**SELECTED EXCERPT**
______

We have already reviewed the case of Ex parte Woods,52 Tex. Crim. 575, 108 S.W. Rep., 1171, cited by relator.
Relator quotes extensively from the leading case of Mugler v. Kansas, 123 U.S. 623, but we fail to find anything in that decision which tends to show the unconstitutionality of this law.
Ritchie v. The People, 40 N.E. 454, quoted by relator, was a case involving the constitutionality of the law declaring that no female should be employed in any factory or workshop more than eight hours in any day.
The case of State v. Smith, 84 P. 851, was a case involving the validity of an Act forbidding one to engage in the plumbing business except under certain restraints.
The case of In re Jacobs, 98 N.Y. 98, was a case involving the validity of an Act prohibiting the manufacture of cigars.
The case of People v. Marx, 99 N.Y. 377, was one involving the constitutionality of a law prohibiting the manufacturing out of any oleaginous substance, or any compound of the same, other than that produced from unadulterated milk, any article designed to take the place of butter or cheese, etc.
The case of People v. Steel, 83 N.E. 236, was one involving the validity of an ordinance in regard to the sale of theatre tickets, under certain conditions.
The case of State v. Ashbrook, 55 S.W. 627, involved the constitutionality of an Act making it unlawful for persons to conduct a department store without taking out a special license and paying the special tax.
The case of Wyeth v. Thomas, 83 N.E. 925, involved the constitutionality of a law regulating the undertaker business. Another case cited is one in regard to the plumbing business. Another case cited related to the business of lending money on household or kitchen furniture and wearing apparel. Another involved the law in regard to the regulation of sleeping car berths. Another involved the law regulating the construction of tenement houses.
The case, however, which relator stresses the most on is People v. Warden, 51 N.E. 1006, which involved the constitutionality of the ticket scalper law of New York. The decision of the majority of the court was written by Judge Alton B. Parker, and the law was held to be unconstitutional because the subject was not within the police power of the State. While the business of dealing in railroad tickets is not inherently injurious and therefore the same rules of law do not apply as apply to the sale of alcoholic beverages, yet it is proper to note that the Texas courts have not followed the opinion *Page 368 in the New York case by Judge Parker, even in its application to ticket brokers.

______

**WHAT TO DO**
A: Using the opinion excerpt, answer these:
(i) What law was at issue in Ritchie v. The People?
(ii) Who wrote the majority decision in People v. Warden?
(iii) What did the Act in State v. Ashbrook make unlawful?
B: From the opinion excerpt, list every case whose citation is to the N.E. reporter, with that citation.
Rely solely on the opinion excerpt when answering.

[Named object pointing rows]
______

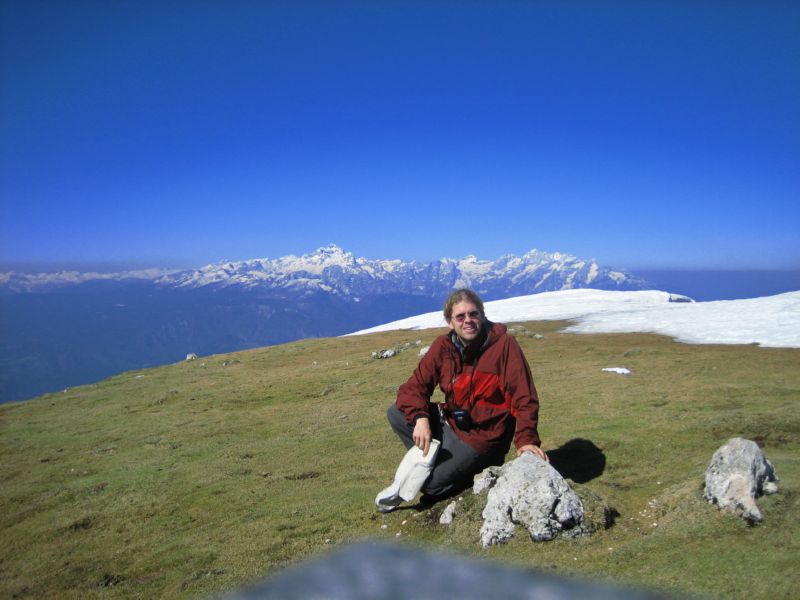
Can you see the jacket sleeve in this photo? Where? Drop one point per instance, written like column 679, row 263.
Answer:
column 519, row 387
column 415, row 394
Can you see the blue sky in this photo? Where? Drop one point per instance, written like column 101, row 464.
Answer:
column 640, row 133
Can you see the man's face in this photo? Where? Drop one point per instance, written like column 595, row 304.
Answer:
column 466, row 320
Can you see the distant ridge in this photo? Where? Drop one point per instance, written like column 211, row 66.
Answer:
column 333, row 270
column 69, row 327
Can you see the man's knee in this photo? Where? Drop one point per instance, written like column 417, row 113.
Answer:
column 396, row 417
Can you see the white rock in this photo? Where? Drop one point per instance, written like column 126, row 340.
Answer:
column 532, row 493
column 620, row 370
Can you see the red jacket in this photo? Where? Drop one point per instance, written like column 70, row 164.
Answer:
column 493, row 382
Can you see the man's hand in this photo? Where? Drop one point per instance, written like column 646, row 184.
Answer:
column 422, row 435
column 535, row 449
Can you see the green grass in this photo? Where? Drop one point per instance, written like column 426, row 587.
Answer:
column 192, row 479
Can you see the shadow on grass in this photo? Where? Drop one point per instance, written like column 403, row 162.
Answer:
column 579, row 460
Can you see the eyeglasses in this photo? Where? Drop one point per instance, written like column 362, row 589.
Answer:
column 473, row 314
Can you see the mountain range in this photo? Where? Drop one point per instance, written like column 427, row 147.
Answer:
column 333, row 270
column 69, row 327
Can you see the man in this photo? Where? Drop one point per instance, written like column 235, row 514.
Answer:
column 490, row 400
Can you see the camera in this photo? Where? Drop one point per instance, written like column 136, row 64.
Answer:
column 462, row 418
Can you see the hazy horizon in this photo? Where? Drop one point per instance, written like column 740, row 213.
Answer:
column 658, row 134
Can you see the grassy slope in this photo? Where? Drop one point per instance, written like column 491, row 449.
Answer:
column 190, row 479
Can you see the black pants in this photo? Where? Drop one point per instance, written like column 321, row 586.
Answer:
column 457, row 462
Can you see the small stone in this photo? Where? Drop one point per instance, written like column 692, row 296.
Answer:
column 448, row 514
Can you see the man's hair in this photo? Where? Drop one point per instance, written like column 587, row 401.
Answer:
column 462, row 295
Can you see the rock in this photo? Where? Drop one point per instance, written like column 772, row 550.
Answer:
column 448, row 514
column 618, row 370
column 739, row 473
column 530, row 492
column 485, row 479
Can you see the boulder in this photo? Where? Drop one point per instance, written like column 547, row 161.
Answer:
column 528, row 491
column 738, row 474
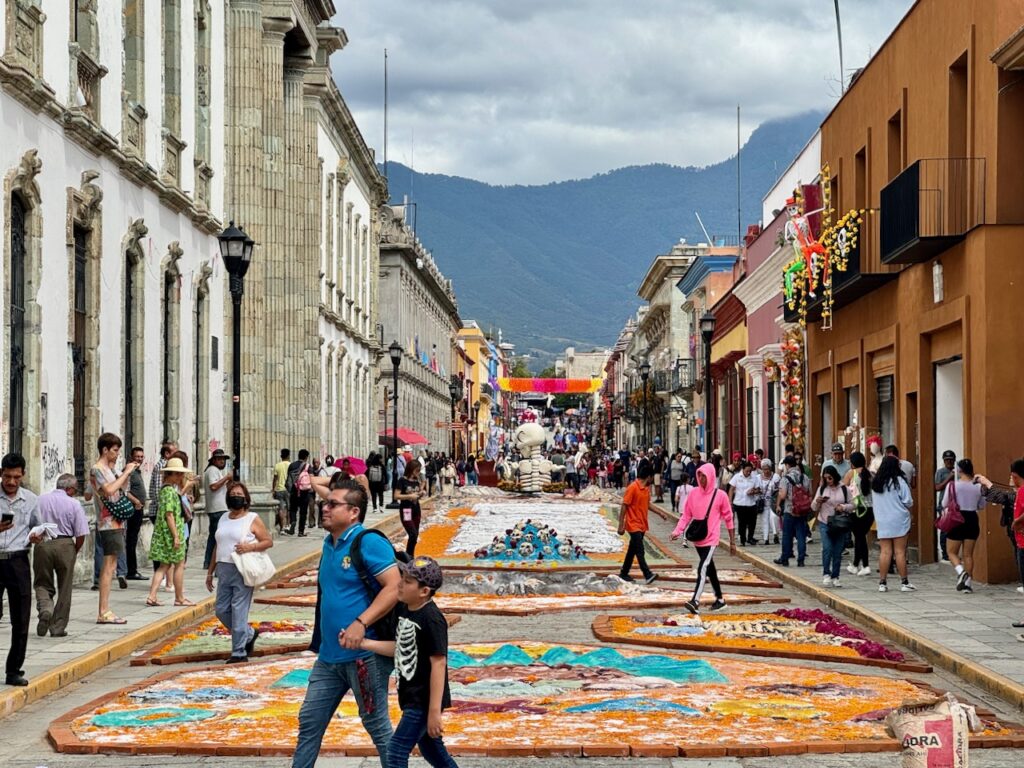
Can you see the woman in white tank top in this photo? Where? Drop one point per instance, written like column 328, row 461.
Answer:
column 240, row 530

______

**ANSWERS**
A:
(i) The law declaring that no female should be employed in any factory or workshop more than eight hours in any day.
(ii) Judge Alton B. Parker.
(iii) Conducting a department store without taking out a special license and paying the special tax.

B:
Ritchie v. The People, 40 N.E. 454
People v. Steel, 83 N.E. 236
Wyeth v. Thomas, 83 N.E. 925
People v. Warden, 51 N.E. 1006